-- RECORDS SUPPLIED follows --

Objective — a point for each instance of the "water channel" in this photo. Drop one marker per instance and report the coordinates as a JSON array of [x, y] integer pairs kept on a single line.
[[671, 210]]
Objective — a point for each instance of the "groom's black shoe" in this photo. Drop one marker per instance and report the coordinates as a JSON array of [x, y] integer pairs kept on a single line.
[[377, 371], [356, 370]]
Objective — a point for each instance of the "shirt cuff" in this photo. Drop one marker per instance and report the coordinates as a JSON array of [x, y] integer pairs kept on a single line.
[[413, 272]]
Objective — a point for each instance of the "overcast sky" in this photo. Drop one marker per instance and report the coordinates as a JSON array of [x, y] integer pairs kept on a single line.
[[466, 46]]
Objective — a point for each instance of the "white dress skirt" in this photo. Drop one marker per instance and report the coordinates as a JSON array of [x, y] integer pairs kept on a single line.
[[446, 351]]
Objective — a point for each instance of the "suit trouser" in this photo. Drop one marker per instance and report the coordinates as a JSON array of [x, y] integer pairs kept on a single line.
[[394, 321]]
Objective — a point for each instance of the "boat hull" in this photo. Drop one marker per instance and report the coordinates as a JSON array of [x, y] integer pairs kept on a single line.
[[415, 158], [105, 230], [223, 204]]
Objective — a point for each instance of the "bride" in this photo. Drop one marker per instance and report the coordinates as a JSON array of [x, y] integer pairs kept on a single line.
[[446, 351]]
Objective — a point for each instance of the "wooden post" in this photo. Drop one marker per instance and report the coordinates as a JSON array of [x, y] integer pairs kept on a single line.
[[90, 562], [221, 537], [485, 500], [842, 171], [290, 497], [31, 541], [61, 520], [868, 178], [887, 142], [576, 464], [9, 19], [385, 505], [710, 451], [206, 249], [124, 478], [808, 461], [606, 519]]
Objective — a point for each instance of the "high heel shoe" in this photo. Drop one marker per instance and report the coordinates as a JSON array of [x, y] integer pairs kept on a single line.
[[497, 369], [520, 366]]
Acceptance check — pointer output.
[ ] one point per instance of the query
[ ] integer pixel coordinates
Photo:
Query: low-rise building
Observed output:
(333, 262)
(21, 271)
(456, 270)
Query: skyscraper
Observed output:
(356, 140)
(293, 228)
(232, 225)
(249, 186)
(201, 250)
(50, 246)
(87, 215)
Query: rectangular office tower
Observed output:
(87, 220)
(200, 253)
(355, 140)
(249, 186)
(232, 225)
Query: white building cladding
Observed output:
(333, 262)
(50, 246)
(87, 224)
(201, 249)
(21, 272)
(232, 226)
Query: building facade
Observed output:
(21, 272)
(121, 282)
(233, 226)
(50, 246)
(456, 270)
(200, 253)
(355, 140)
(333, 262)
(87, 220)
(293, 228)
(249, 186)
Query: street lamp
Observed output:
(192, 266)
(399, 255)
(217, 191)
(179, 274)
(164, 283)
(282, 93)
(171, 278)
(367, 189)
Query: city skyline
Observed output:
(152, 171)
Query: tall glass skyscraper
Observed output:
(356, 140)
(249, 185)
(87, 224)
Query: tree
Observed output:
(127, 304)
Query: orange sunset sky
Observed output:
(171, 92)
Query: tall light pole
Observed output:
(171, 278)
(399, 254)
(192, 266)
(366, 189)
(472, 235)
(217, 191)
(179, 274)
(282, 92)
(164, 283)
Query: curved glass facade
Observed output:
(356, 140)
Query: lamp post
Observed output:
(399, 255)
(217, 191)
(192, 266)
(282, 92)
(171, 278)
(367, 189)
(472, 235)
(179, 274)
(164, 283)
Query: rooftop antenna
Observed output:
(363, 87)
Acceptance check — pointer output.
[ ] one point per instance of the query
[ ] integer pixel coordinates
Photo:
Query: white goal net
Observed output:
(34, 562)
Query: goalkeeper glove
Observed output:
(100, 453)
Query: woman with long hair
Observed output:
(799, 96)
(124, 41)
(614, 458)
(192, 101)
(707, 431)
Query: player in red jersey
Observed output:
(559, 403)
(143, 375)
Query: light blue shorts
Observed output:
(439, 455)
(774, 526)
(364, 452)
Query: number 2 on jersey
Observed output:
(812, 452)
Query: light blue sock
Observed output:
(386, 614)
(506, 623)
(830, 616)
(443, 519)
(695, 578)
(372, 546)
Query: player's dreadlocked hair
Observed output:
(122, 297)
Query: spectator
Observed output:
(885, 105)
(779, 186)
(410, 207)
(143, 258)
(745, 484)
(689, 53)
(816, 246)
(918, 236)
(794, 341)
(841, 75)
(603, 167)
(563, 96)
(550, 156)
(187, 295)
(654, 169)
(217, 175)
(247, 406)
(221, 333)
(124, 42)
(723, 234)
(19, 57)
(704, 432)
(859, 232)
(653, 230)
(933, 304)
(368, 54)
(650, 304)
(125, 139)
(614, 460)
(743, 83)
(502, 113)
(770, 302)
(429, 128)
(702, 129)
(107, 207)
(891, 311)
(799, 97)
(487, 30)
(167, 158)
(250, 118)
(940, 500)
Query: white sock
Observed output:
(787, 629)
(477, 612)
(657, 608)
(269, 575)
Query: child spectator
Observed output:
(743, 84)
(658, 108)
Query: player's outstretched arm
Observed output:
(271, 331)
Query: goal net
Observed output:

-- RECORDS SUPPLIED concluded --

WORK INSTRUCTION ->
Copy out every line from the data above in which the word "blue" occurs.

OUTPUT FOR THIS EXERCISE ->
Query: light blue shorts
Query: light blue sock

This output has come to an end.